Reproduce the records word for word, from the start through the line that contains "x=787, y=284", including that line.

[SUPPLIED MATERIAL start]

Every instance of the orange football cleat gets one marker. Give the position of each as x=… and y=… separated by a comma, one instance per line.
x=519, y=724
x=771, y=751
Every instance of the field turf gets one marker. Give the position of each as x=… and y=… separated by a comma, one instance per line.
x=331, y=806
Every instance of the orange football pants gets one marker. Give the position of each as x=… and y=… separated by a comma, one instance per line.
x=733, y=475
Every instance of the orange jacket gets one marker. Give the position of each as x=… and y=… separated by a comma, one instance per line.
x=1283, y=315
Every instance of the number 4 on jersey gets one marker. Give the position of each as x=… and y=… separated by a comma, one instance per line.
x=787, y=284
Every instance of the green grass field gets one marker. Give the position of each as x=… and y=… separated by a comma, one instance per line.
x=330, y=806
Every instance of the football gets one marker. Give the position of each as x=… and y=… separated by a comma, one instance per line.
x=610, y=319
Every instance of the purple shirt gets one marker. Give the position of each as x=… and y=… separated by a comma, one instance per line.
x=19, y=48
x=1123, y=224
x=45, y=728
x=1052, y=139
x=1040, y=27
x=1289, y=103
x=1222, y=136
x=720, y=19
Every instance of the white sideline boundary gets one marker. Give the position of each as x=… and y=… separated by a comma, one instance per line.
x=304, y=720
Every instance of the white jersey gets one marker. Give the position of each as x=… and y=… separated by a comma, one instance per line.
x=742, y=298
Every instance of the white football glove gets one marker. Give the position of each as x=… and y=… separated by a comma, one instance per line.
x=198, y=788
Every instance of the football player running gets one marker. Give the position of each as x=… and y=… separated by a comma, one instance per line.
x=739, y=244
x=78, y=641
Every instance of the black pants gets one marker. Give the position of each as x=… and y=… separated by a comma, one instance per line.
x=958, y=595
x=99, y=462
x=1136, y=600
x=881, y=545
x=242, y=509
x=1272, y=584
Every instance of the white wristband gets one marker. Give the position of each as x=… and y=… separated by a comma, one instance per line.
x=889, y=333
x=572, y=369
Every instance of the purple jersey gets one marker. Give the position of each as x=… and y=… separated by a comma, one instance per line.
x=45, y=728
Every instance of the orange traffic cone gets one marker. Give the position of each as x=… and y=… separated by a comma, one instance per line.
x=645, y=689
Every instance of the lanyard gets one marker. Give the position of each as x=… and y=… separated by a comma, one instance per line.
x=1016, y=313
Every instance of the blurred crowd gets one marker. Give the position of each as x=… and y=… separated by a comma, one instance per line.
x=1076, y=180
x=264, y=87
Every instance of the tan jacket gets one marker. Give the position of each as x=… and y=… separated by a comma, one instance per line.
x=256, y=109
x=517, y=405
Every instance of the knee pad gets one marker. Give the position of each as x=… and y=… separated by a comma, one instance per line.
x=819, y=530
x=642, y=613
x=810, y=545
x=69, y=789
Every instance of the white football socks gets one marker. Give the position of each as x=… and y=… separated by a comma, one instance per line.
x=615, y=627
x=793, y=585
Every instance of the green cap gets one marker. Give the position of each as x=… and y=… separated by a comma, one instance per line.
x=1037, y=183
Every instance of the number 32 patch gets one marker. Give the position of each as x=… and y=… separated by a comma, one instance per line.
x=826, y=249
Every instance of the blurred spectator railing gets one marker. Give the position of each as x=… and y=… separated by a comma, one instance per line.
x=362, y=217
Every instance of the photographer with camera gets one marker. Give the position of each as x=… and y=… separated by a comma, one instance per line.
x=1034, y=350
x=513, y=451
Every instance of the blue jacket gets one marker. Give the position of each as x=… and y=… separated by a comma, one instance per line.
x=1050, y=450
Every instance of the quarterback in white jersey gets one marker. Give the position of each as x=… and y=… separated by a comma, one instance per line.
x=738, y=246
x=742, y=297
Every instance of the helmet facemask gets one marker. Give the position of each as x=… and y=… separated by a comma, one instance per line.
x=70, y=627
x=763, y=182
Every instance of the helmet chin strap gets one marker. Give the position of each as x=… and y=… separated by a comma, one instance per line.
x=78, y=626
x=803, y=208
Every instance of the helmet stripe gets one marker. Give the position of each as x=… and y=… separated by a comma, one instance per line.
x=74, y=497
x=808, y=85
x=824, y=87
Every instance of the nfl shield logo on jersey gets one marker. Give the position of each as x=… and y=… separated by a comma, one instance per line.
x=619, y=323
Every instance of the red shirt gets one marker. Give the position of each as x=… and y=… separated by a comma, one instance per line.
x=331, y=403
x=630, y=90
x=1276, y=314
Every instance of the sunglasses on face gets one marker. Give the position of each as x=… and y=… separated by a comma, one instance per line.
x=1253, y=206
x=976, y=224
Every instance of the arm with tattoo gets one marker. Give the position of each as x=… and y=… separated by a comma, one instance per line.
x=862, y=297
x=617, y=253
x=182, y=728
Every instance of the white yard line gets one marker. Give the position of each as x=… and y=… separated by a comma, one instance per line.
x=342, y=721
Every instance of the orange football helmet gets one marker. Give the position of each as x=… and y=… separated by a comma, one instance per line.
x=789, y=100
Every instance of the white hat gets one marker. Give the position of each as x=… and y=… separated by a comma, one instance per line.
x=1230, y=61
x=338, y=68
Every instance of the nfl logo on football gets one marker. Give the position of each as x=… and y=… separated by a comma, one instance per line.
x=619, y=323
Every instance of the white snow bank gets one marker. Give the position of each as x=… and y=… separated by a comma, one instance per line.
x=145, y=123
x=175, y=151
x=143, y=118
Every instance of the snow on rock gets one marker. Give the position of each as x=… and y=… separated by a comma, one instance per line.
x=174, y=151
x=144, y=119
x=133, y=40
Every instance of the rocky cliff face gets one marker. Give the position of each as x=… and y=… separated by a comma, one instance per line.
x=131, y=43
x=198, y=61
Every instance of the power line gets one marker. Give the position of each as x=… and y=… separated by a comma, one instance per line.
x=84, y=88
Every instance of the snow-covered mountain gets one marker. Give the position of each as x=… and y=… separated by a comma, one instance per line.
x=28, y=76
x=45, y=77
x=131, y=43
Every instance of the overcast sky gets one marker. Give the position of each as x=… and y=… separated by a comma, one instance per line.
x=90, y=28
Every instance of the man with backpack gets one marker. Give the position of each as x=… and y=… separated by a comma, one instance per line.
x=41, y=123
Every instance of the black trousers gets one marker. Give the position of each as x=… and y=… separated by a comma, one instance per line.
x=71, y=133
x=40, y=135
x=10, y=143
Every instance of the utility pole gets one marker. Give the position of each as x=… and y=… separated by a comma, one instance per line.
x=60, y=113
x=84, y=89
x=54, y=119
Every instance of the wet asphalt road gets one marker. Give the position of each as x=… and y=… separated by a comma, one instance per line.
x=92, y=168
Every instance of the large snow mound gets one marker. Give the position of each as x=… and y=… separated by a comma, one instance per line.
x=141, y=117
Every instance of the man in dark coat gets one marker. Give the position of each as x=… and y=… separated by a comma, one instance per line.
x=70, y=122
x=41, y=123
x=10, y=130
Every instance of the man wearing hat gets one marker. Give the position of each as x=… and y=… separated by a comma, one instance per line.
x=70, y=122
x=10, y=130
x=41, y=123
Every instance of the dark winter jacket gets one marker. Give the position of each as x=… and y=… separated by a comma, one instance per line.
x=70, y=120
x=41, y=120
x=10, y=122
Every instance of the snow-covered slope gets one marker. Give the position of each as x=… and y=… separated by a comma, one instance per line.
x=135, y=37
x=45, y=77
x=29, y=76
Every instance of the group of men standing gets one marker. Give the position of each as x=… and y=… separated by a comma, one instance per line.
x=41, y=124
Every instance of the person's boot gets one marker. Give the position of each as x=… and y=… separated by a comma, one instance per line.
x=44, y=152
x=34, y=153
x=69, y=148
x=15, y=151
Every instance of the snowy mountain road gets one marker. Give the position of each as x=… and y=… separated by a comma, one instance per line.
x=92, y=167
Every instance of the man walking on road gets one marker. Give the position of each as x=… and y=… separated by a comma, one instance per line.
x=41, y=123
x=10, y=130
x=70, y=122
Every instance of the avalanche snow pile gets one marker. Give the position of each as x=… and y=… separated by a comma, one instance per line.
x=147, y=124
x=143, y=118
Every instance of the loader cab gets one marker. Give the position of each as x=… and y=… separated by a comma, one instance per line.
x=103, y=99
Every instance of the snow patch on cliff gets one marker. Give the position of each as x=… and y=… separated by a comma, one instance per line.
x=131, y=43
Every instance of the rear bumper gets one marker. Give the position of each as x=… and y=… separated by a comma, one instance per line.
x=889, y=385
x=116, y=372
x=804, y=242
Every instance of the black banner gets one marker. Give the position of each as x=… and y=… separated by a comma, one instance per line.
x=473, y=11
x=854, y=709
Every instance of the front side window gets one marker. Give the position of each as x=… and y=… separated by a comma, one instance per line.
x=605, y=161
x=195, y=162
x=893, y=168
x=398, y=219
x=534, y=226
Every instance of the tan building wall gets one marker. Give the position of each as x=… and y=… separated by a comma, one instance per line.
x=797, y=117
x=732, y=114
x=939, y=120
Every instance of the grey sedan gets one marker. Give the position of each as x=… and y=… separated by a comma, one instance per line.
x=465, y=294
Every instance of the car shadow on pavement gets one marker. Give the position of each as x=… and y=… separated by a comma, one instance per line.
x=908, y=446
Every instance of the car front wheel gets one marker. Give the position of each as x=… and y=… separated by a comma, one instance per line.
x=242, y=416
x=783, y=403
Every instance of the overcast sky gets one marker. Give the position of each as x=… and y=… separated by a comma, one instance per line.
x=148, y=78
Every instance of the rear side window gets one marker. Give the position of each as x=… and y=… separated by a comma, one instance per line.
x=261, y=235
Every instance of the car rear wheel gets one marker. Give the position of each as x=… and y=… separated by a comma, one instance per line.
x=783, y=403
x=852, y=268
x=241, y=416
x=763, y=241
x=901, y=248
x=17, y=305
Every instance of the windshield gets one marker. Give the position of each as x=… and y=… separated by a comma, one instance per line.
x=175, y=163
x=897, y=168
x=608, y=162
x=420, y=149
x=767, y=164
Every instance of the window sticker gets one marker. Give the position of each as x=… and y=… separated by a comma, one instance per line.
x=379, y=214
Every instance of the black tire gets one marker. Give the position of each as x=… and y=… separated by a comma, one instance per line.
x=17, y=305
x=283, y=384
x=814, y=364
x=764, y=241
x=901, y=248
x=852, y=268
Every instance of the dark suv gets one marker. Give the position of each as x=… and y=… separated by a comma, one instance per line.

[SUPPLIED MATERIAL end]

=== WRITTEN REPLY ===
Every instance of the orange football cleat gets one marker. Give the position of each as x=… and y=… separated by a comma, one instance per line.
x=519, y=724
x=771, y=751
Every instance of the field turf gets one marker. Give the position of each as x=… and y=… separated by a comma, one instance per line.
x=331, y=806
Every instance of the orange football pants gets one marker. Give the position of each as x=… and y=… separated by a comma, one instance per line.
x=733, y=475
Every instance of the orange jacket gets one marker. Give the position of each as x=… and y=… separated by a comma, one instance per line.
x=1283, y=315
Every instance of the number 4 on jersey gets one marker. Give the position of each as x=… and y=… separated by a comma, one instance per line.
x=787, y=284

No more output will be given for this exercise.